In [1]:
import pandas as pd
import numpy as np
from sklearn import preprocessing

In [2]:
def find_unique_most_recent(df, id_name):
    df['date'] = pd.to_datetime(df['date'])
    df = df.sort_values('date', ascending = False)
    df = df.reset_index(drop = True)

    u, indices = np.unique(df[id_name].values, return_index = True) # we are trying to take the most recent rating
    indices.sort()
    mask_unique = df.index.isin(indices)
    df = df[mask_unique]
    return df

In [3]:
def filter_into_pl_and_non_pl():
    matches = pd.read_csv('Match.csv')
    mask = matches['country_id'] == 1729 # only PL
    matches_pl = matches[mask]
    matches_non_pl = matches[~mask]
    del matches
    return matches_pl, matches_non_pl
    '''
    teams = pd.read_csv('Team.csv')
    pl_teams = np.unique(matches_pl[['home_team_api_id', 'away_team_api_id']].values)

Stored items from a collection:

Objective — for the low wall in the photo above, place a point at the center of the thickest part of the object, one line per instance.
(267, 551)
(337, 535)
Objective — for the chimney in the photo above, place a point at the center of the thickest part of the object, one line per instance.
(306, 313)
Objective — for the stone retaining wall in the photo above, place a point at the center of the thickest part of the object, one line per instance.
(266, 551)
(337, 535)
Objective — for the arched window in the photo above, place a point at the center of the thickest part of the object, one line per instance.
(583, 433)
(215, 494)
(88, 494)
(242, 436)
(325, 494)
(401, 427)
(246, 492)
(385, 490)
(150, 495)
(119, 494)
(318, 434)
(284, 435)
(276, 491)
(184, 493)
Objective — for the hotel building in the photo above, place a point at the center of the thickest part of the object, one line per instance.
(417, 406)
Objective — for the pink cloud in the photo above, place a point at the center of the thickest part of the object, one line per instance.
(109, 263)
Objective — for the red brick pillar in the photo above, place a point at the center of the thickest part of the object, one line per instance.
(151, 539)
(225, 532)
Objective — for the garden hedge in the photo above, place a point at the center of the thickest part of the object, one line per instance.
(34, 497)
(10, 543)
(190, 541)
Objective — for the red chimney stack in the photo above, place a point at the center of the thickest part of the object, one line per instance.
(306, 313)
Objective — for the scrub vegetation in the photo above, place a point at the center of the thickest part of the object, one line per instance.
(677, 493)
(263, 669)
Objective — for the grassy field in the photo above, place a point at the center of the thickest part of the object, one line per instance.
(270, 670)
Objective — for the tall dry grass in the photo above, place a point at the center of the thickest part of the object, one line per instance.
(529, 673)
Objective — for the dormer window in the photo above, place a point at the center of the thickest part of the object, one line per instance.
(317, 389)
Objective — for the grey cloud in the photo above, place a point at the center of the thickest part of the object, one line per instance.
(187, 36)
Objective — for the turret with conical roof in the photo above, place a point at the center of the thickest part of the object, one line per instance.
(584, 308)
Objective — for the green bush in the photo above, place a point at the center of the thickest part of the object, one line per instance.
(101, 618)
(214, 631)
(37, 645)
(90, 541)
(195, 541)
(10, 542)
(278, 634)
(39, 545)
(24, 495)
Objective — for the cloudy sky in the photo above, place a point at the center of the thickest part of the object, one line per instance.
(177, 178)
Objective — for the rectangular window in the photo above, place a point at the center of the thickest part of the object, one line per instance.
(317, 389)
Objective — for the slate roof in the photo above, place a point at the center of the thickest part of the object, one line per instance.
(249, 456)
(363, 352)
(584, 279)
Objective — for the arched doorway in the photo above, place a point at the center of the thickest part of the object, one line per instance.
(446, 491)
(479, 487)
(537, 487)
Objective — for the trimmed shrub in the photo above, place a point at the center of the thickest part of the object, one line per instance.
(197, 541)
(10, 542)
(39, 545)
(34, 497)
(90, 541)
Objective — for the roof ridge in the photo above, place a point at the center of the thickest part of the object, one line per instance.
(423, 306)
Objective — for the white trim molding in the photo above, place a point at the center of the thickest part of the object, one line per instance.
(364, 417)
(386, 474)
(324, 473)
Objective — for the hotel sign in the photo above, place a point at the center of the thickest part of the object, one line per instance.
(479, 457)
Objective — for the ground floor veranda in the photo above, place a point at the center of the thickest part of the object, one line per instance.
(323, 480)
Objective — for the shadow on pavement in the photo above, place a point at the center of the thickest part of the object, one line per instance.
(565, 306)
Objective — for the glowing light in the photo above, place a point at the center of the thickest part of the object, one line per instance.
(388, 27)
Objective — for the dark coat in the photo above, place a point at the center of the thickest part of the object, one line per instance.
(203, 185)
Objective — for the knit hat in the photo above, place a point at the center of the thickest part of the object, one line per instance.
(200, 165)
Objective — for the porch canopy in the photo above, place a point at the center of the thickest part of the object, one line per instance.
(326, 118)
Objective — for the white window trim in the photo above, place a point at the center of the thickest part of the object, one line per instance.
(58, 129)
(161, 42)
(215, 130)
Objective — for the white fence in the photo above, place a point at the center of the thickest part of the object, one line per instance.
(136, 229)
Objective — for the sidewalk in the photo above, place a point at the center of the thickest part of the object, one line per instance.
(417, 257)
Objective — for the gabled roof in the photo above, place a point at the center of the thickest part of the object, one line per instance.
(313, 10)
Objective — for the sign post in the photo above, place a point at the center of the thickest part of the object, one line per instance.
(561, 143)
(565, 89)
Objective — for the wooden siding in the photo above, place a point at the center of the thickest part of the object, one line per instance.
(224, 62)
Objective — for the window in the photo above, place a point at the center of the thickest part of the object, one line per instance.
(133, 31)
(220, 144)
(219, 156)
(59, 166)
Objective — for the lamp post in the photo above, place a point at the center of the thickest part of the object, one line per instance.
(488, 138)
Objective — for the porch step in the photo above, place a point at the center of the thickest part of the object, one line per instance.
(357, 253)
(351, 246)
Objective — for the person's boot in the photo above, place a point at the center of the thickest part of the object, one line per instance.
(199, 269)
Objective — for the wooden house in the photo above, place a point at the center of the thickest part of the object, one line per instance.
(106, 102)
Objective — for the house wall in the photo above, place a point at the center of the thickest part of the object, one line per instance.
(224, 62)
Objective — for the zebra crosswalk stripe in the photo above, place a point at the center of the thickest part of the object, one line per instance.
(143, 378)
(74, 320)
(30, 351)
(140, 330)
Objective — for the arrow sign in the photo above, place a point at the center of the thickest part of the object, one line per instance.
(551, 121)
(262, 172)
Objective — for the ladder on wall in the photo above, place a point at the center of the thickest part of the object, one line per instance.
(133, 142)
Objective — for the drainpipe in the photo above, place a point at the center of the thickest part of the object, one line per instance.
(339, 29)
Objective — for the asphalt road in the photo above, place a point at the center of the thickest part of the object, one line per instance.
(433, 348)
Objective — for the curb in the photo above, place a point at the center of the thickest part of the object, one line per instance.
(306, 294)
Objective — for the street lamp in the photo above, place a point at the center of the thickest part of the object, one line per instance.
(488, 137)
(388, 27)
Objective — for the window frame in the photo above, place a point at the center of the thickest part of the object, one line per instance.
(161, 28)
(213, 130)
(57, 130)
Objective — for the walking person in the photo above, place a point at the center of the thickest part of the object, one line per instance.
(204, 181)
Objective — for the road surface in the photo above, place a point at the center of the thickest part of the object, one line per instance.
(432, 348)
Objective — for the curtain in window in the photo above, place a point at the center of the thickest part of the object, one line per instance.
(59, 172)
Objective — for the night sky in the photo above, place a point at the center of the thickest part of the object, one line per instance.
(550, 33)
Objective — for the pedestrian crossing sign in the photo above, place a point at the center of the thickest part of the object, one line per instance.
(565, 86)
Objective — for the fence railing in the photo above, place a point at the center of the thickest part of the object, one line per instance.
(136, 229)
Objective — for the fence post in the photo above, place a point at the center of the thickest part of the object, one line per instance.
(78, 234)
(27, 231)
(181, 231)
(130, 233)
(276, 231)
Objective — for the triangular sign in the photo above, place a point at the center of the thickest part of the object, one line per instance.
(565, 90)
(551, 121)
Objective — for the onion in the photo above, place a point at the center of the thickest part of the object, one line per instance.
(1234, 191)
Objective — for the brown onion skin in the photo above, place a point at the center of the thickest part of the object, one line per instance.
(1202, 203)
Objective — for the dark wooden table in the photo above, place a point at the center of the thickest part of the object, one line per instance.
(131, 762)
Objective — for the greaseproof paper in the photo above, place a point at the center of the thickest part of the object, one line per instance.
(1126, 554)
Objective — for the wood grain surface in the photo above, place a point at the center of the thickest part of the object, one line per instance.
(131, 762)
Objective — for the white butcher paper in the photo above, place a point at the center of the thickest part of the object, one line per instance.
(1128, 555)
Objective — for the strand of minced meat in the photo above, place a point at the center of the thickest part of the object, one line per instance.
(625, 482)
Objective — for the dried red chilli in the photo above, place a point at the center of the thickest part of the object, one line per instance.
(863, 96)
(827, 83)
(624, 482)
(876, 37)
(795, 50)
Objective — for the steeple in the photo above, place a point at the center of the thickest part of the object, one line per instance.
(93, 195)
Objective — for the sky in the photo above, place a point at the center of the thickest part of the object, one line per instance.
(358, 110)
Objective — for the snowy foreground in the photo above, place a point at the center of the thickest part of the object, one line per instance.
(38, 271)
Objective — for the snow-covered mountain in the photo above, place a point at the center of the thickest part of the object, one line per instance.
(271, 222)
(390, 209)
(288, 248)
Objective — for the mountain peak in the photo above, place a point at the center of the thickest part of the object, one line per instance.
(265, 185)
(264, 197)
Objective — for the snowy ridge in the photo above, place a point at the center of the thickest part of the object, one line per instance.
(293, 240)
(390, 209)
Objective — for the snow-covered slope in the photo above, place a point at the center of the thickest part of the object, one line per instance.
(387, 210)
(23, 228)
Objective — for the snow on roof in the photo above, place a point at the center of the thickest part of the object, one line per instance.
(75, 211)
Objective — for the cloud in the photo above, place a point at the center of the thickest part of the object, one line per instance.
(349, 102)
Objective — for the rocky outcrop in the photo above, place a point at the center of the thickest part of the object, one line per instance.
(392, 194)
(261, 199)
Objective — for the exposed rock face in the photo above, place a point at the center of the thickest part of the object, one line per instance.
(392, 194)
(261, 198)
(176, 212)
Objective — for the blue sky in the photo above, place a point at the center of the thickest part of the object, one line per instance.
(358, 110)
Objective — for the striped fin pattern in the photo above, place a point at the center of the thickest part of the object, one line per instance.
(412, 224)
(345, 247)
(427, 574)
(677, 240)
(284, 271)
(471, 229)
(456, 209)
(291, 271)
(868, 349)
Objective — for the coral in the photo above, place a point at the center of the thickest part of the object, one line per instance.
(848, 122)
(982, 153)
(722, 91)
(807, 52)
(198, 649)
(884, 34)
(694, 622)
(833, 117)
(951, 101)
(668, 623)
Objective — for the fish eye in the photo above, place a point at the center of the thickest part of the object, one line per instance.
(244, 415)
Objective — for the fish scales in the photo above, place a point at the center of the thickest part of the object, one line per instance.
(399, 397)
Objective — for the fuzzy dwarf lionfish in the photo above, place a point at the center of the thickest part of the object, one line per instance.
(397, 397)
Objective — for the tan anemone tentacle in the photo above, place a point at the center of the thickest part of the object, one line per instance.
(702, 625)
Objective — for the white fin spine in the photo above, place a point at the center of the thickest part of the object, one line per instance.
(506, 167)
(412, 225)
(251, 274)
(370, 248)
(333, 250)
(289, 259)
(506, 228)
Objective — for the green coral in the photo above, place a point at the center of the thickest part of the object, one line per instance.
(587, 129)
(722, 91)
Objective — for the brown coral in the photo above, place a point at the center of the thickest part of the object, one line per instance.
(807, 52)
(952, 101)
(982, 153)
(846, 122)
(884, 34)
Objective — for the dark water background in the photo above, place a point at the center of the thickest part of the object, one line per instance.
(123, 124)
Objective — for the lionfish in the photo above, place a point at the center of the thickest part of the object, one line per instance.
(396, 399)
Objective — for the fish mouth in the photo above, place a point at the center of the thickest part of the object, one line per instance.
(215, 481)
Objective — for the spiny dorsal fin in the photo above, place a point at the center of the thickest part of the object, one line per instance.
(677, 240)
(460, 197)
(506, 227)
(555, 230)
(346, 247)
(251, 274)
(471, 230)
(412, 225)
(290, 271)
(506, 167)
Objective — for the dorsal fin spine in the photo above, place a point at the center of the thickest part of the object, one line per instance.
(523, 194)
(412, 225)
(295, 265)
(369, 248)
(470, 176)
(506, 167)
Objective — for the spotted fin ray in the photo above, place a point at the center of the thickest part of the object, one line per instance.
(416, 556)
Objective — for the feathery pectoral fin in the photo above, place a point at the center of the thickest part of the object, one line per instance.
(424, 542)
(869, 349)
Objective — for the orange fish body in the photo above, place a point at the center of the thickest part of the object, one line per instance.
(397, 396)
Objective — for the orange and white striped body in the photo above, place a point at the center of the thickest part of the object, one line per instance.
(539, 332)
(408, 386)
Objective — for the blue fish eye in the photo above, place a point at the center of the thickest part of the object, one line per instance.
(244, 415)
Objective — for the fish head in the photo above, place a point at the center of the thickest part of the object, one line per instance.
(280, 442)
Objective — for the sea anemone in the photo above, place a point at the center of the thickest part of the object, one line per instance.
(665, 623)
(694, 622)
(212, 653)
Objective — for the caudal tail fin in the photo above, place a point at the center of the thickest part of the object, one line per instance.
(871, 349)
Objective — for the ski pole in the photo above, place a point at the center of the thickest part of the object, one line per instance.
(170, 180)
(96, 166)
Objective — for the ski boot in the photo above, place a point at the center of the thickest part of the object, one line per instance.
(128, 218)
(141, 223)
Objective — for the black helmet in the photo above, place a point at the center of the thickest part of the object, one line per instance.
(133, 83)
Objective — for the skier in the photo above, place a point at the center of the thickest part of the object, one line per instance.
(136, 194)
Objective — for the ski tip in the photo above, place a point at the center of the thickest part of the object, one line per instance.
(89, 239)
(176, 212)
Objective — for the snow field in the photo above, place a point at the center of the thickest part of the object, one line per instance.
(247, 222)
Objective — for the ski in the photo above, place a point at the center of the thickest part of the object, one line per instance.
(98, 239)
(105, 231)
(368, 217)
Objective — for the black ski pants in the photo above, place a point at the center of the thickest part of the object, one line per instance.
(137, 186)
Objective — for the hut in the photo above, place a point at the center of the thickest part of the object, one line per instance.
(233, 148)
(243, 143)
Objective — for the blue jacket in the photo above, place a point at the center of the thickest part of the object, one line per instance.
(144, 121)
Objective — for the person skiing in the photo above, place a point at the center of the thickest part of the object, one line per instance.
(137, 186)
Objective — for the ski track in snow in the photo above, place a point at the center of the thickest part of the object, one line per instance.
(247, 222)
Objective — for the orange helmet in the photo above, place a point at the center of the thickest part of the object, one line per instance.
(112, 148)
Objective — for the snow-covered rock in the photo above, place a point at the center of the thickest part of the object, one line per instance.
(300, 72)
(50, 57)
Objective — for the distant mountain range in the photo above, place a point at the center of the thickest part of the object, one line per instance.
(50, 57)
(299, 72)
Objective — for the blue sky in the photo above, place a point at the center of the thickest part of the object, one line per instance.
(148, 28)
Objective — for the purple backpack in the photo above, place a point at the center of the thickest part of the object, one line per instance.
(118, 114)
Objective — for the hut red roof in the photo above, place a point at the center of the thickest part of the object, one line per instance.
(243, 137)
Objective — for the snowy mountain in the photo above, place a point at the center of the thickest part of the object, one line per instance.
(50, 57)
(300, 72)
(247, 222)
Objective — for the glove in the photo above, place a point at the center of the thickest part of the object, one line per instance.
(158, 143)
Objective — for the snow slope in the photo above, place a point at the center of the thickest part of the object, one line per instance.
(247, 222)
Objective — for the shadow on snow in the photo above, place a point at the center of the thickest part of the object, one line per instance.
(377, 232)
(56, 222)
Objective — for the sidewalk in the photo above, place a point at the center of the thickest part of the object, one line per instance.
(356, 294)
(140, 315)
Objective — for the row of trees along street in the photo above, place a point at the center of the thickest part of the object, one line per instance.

### GIVEN REQUEST
In the notebook code above, list every column name that is written as a quoted string.

### REPLY
date
country_id
home_team_api_id
away_team_api_id